Exercise objective:
Reproduce every entry exactly as shown.

Location labeling records:
========================

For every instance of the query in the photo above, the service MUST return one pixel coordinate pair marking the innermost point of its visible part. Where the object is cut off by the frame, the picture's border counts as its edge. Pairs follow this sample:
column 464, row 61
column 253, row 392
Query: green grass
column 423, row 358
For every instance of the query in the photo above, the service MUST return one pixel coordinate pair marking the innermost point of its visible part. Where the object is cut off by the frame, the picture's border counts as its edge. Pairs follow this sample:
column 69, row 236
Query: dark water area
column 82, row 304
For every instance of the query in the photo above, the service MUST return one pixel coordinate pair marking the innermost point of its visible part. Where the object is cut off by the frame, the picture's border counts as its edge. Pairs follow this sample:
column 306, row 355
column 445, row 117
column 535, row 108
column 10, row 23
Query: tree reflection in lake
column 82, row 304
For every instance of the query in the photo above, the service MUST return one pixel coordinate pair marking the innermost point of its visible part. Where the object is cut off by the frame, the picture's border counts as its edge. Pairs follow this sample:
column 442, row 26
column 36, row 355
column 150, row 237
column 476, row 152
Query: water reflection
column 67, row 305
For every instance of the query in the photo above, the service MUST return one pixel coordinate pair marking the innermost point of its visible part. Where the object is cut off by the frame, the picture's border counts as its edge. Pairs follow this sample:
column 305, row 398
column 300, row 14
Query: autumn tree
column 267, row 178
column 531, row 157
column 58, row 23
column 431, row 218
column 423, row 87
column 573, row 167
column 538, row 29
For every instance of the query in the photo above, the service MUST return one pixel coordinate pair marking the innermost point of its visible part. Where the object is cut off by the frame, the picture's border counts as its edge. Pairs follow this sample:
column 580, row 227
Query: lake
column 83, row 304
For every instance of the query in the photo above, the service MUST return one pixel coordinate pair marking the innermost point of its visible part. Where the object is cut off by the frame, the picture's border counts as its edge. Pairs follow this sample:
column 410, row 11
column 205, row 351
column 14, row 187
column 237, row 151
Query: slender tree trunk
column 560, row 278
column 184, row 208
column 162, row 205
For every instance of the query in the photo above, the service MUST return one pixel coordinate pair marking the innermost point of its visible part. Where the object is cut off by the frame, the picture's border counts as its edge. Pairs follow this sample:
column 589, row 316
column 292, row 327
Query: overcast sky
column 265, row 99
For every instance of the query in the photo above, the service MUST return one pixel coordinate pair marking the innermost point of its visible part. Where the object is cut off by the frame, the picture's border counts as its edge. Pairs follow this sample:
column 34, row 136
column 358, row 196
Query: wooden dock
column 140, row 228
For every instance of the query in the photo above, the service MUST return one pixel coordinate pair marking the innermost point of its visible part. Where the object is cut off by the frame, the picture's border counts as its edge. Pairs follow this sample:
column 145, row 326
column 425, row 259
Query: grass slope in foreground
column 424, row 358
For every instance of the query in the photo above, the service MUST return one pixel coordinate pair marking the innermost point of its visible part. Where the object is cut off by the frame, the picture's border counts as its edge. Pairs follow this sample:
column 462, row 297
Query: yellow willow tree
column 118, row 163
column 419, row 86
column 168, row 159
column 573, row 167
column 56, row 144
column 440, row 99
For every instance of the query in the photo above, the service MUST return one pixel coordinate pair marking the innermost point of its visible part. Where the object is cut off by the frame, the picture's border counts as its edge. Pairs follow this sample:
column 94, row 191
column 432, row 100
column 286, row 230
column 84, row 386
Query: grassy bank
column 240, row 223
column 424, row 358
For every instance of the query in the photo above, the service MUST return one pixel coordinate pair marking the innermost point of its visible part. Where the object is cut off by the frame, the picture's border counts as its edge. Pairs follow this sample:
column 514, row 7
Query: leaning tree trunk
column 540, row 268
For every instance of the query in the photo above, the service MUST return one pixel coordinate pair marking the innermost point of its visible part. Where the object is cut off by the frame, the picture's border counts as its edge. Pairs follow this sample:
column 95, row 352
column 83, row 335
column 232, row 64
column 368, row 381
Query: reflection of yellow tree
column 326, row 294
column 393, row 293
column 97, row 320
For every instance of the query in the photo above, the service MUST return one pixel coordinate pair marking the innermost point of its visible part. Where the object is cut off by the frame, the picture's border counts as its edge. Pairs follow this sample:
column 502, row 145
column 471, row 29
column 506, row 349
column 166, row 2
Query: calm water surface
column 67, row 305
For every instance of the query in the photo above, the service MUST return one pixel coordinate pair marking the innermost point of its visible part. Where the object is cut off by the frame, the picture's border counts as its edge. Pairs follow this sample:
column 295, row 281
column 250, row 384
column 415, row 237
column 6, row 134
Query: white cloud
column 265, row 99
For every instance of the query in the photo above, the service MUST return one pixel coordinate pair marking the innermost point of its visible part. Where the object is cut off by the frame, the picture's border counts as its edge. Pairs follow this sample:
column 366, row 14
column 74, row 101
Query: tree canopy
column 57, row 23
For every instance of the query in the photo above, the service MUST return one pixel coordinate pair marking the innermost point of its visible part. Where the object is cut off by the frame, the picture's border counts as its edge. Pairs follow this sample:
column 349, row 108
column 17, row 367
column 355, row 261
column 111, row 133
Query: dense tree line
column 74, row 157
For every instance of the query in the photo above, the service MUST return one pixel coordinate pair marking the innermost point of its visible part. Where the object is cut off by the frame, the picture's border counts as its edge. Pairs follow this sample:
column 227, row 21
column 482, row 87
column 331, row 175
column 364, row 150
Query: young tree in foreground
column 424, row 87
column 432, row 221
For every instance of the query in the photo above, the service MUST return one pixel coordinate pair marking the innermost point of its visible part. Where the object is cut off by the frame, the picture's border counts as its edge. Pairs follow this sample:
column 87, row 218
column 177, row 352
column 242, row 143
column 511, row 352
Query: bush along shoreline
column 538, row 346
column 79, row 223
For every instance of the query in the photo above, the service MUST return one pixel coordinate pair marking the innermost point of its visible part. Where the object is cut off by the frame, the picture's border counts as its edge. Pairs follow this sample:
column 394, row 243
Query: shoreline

========================

Solved exercise:
For every instance of the query in the photo above, the service MUST return one pixel coordinate pair marking the innermost point of its visible part. Where the object is cut off by the frame, the picture's border counts as its edge. Pairs follow this sample:
column 464, row 61
column 253, row 392
Query: green grass
column 423, row 358
For every instance of the query in the photo above, the service MUST return one pixel coordinate pair marking the innermost point of its visible part. Where the object is cut off by the frame, the picture's border counts as its edge. Pairs follow this sample:
column 69, row 236
Query: dark water area
column 82, row 304
For every instance of the query in the photo above, the service MUST return one pixel coordinate pair marking the innermost point of its visible part. Where the object is cut off by the frame, the picture's border counts as its edge. Pairs follow this sample:
column 306, row 355
column 445, row 117
column 535, row 108
column 10, row 23
Query: tree reflection in lake
column 82, row 304
For every instance of the query in the photo above, the service MUST return one pixel coordinate pair marking the innermost point of its visible part. Where the object is cut off by the frame, the picture's border counts as its edge. Pairs follow this sample:
column 442, row 26
column 36, row 355
column 150, row 237
column 476, row 152
Query: water reflection
column 67, row 305
For every instance of the query in the photo above, the service MUST return one pixel coordinate pair marking the innermost point of its visible part. Where the object is cut off by the frame, the picture's border counts as its edge. Pairs follow this sample:
column 305, row 398
column 300, row 14
Query: autumn tree
column 267, row 178
column 531, row 157
column 58, row 23
column 431, row 218
column 423, row 87
column 573, row 167
column 538, row 29
For every instance of the query in the photo above, the service MUST return one pixel coordinate pair marking the innermost point of its visible part. Where the object is cut off by the frame, the picture's border counts as its edge. Pairs follow this sample:
column 580, row 227
Query: lake
column 83, row 304
For every instance of the query in the photo above, the service MUST return one pixel coordinate pair marking the innermost point of its visible part. Where the object is cut off by the frame, the picture's border counts as its edge. Pairs follow this sample:
column 410, row 11
column 205, row 351
column 14, row 187
column 237, row 151
Query: slender tree trunk
column 560, row 278
column 184, row 208
column 162, row 205
For every instance of the query in the photo above, the service MUST return one pixel coordinate pair marking the innermost point of its visible part. Where the object is cut off by the frame, the picture's border counts as its edge. Pairs follow this sample:
column 589, row 316
column 292, row 327
Query: overcast sky
column 265, row 99
For every instance of the query in the photo above, the service MUST return one pixel coordinate pair marking the innermost point of its visible part. Where the object is cut off by the frame, the picture's border counts as its edge. Pairs follow this sample:
column 34, row 136
column 358, row 196
Query: wooden dock
column 140, row 228
For every instance of the query in the photo above, the service MUST return one pixel coordinate pair marking the innermost point of its visible part. Where the object is cut off by the frame, the picture's border counts as its edge. Pairs follow this sample:
column 145, row 326
column 425, row 259
Query: grass slope in foreground
column 424, row 358
For every instance of the query in the photo above, the service MUST return one pixel coordinate pair marking the innermost point of its visible part. Where the object is cut off by the frame, the picture's border counts as its edge. Pairs follow this sample:
column 462, row 297
Query: yellow willow tree
column 118, row 163
column 419, row 86
column 168, row 159
column 573, row 167
column 56, row 144
column 440, row 99
For every instance of the query in the photo above, the service MUST return one pixel coordinate pair marking the innermost point of its visible part. Where the object is cut off by the frame, the picture's border counts as its edge. Pairs follow this sample:
column 94, row 191
column 432, row 100
column 286, row 230
column 84, row 386
Query: grassy bank
column 240, row 223
column 424, row 358
For every instance of the query in the photo above, the service MUST return one pixel coordinate pair marking the innermost point of its visible part. Where the object is cut off by the frame, the picture's border counts as its edge. Pairs follow this sample:
column 514, row 7
Query: leaning tree trunk
column 540, row 268
For every instance of the query in the photo above, the service MUST return one pixel coordinate pair marking the innermost point of its visible part. Where the object is cut off by the frame, the picture's border counts as its edge. Pairs follow this sample:
column 95, row 352
column 83, row 335
column 232, row 64
column 368, row 381
Query: reflection of yellow tree
column 326, row 294
column 393, row 293
column 97, row 320
For every instance of the query in the photo above, the service MUST return one pixel coordinate pair marking the innermost point of its visible part. Where the object is cut off by the frame, the picture's border counts as its edge. Pairs follow this sample:
column 502, row 145
column 471, row 29
column 506, row 349
column 166, row 2
Query: calm water surface
column 67, row 305
For every instance of the query in the photo above, the service MUST return one pixel coordinate pair marking the innermost point of its visible part. Where the object is cut off by the frame, the picture's border counts as its edge. Pairs follow this sample:
column 295, row 281
column 250, row 384
column 415, row 237
column 6, row 134
Query: white cloud
column 265, row 99
For every instance of the query in the photo above, the service MUST return one pixel coordinate pair marking the innermost point of its visible part. Where the object is cut off by the frame, the picture's border counts as its edge. Pairs follow this sample:
column 366, row 14
column 74, row 101
Query: tree canopy
column 57, row 23
For every instance of the query in the photo above, the service MUST return one pixel coordinate pair marking the innermost point of its visible part. Where the object is cut off by the frame, the picture's border counts as its edge. Pairs follow this sample:
column 349, row 108
column 17, row 367
column 355, row 261
column 111, row 133
Query: dense tree line
column 74, row 157
For every instance of the query in the photo above, the service MUST return one pixel coordinate pair marking the innermost point of its visible part. Where the object is cut off by the frame, the picture's border counts as its edge. Pairs follow this sample:
column 227, row 21
column 482, row 87
column 331, row 175
column 364, row 150
Query: young tree in foreground
column 424, row 87
column 432, row 221
For every instance of the query in the photo above, the service MUST return one pixel coordinate pair marking the innermost point of its visible part. Where the object is cut off by the frame, the picture's border counts as its edge. Pairs follow this sample:
column 87, row 218
column 177, row 352
column 242, row 143
column 511, row 352
Query: bush along shoreline
column 538, row 346
column 79, row 223
For every instance of the query in the photo above, the service MUST return one pixel coordinate pair marking the innermost point of its visible part. Where the object is cut off by the frame, the picture's border counts as its edge. Pairs follow this sample:
column 394, row 243
Query: shoreline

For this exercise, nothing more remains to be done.